Request.
Which lines in the entries below contain the word "finish"? Gather each of them and copy it out in full.

Excerpted records.
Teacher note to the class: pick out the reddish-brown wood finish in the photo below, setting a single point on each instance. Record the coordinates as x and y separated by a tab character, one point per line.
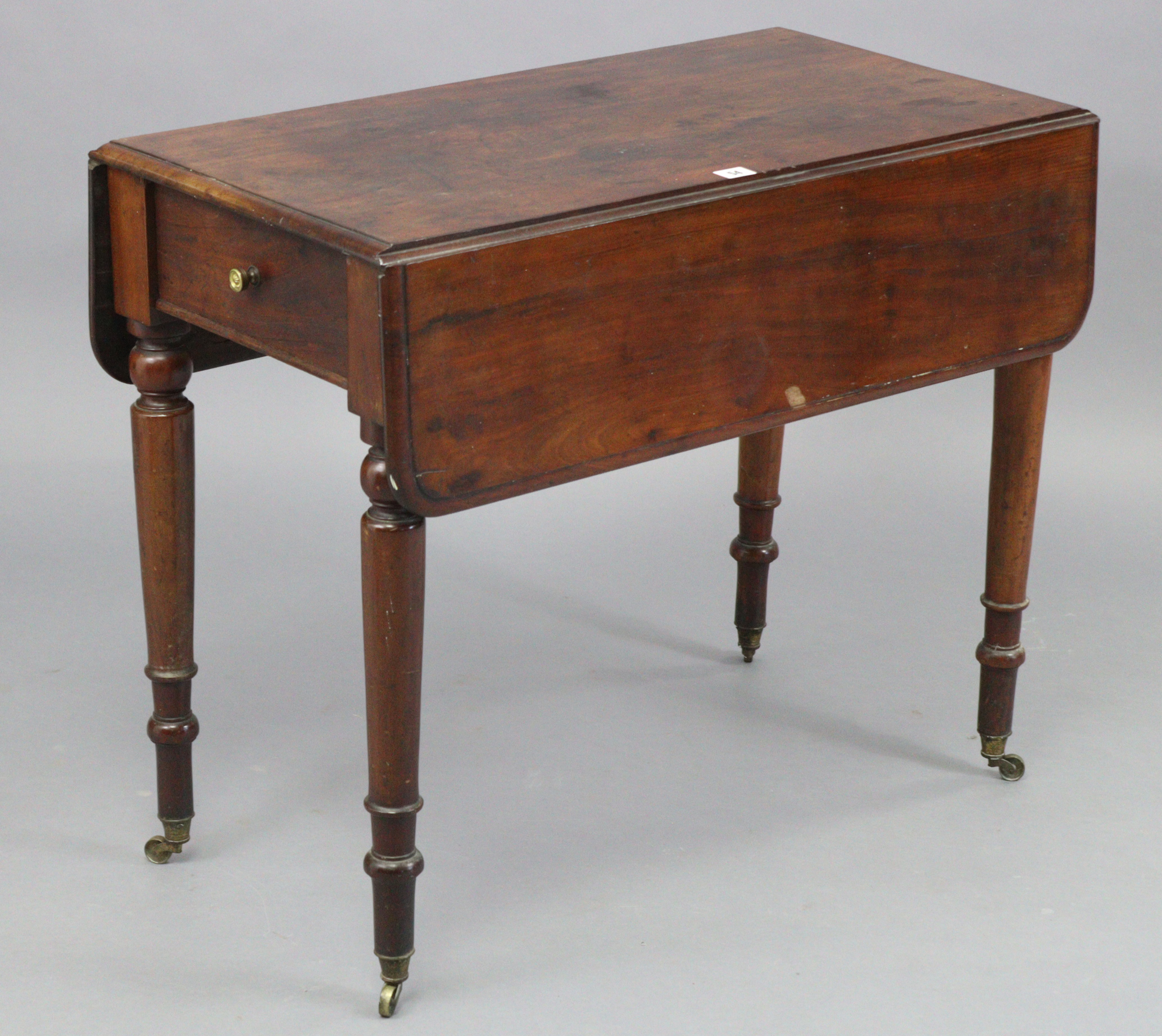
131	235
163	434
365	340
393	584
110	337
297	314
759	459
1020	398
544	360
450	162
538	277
==
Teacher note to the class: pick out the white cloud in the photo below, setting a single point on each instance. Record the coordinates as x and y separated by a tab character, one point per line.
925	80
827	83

Result of this exercise.
Teacher note to the class: pick out the reddish-brown wood finish in the photo below, setting a single point on each instance. Record the coordinates as x and y separated by a tab character, one point per line.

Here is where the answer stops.